### STATED PROBLEM
Reproduce the following lines word for word, leaving out the pictures.
═════ DATA ═════
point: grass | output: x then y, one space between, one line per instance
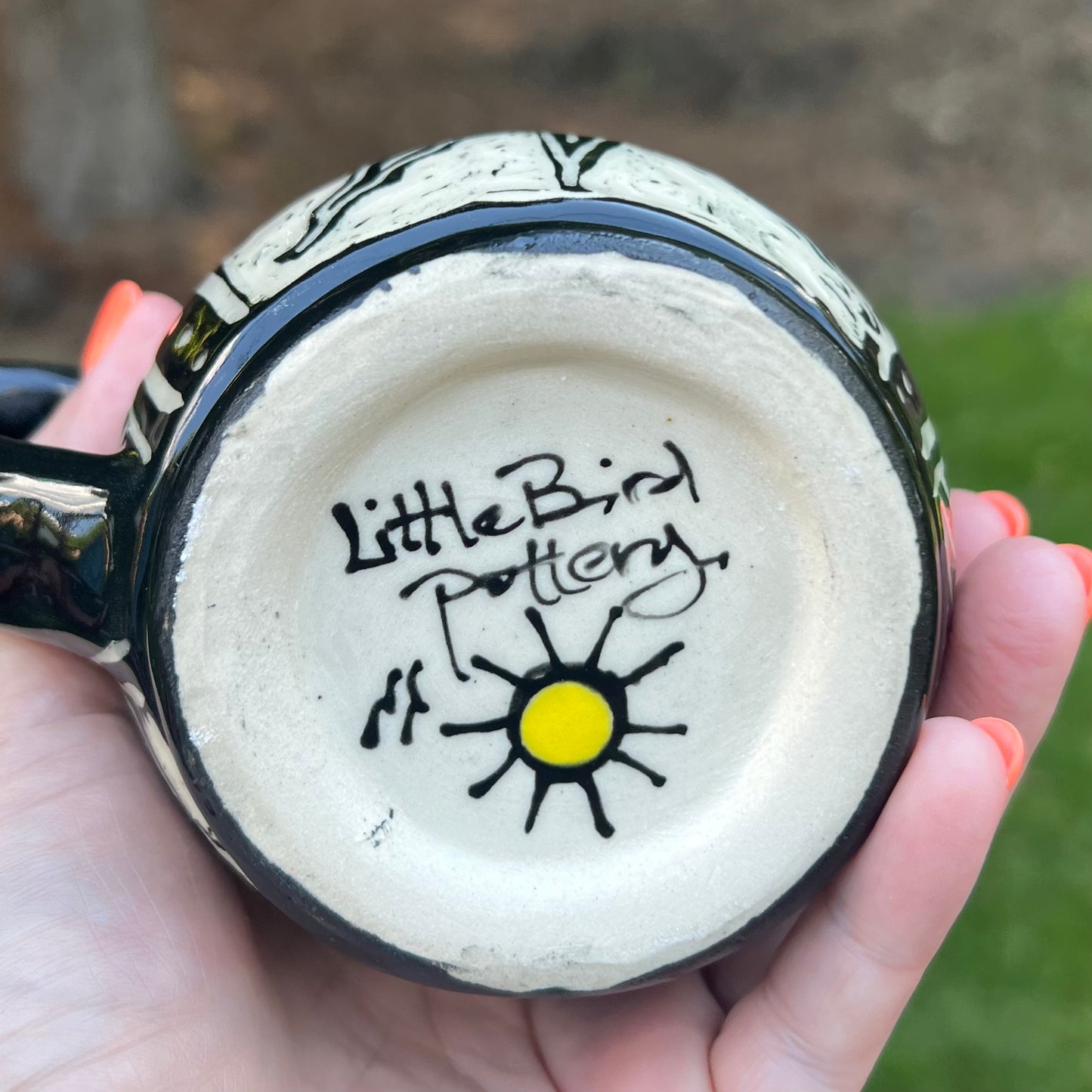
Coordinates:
1007 1006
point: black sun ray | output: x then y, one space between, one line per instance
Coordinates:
567 719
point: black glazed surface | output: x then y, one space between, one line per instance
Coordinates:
220 370
247 366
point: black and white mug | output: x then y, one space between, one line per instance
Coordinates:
527 564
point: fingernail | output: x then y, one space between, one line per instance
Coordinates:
1081 556
1015 515
1009 743
113 312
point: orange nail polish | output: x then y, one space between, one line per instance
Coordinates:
1009 743
113 311
1081 556
1015 515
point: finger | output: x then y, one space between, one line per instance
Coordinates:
1018 623
820 1018
982 519
92 417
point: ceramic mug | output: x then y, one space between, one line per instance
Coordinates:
527 565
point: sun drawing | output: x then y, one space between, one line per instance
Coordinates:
568 719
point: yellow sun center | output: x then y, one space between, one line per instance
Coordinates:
566 724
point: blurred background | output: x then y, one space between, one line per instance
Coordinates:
940 153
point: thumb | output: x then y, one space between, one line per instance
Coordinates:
92 417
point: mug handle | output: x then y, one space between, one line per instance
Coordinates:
68 520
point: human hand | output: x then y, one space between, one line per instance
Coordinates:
130 959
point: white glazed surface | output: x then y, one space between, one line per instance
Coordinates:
797 654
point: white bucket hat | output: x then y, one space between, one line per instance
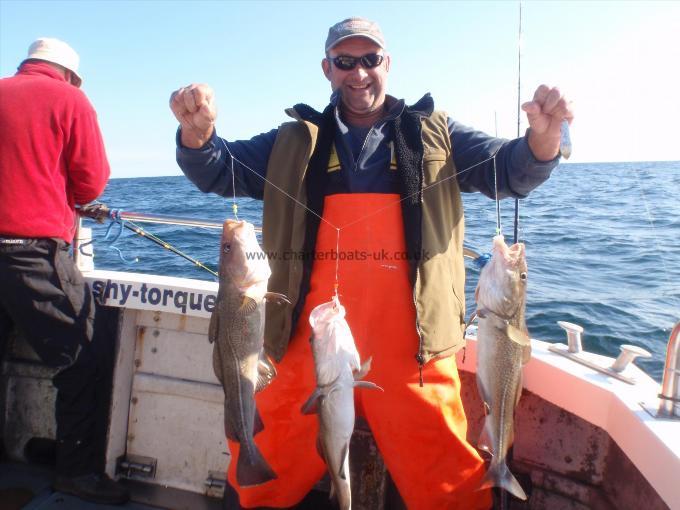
═════
### EXPECTED OUTPUT
point: grass | output: x then y, one space between, one line per instance
Coordinates:
1007 1006
point: black sun ray | output: x then y, one space between, one line per instance
Coordinates:
567 719
point: black glazed surface | output: x then y, one space between, one line per instance
Coordinates:
220 370
247 366
point: black and white mug | output: x then y, one space between, one line per instance
Coordinates:
527 564
point: fingernail | output: x then y, one space between, one line per instance
Coordinates:
1081 556
1015 515
1009 743
113 312
point: orange nail polish | output: x then y, one space between, one line per instance
Coordinates:
1009 743
113 311
1081 556
1015 515
point: finger | output: x then y, one space between, one line per instance
Coordinates:
1018 623
820 1018
982 519
92 417
point: ceramic mug | output: x then y, one space between, one line per instance
Coordinates:
527 565
point: sun drawing | output: x then y, one space between, one line per instance
Coordinates:
568 719
point: yellow sun center | output: x then y, one space between, one line per instance
Coordinates:
566 724
point: blurred background | output: x then y, one space between, one line per instance
Coordinates:
940 153
point: thumb | output: x then y, one space between, one line per instance
Coordinates:
92 417
point: mug handle | output: x then y, one space between, one line per instance
Coordinates:
68 520
point: human hand | output: x then y, one space between, one line per instance
Coordinates:
130 959
point: white glazed surface | output: x then y, one space between, one line per instance
Coordinates:
797 654
point: white bucket hat | output: x then y, one space between, one line per instance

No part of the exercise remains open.